— Location identification items —
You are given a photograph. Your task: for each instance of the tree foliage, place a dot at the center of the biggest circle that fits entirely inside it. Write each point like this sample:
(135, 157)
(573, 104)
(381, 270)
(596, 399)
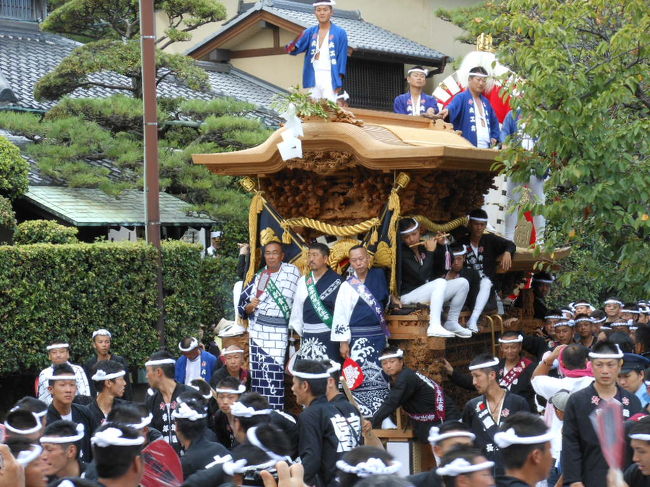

— Your instructions —
Revise the lines above so that "tree foliage" becomes "leafy canopy" and nothing else changes, and omit the picture from your version.

— Answer to the exercise —
You are given a photograph. Your task: for each instance of the leafy canopy, place a dot at the center of the biggest circle that fits entirely inside it. Write each point like this sample:
(135, 157)
(573, 104)
(381, 270)
(596, 399)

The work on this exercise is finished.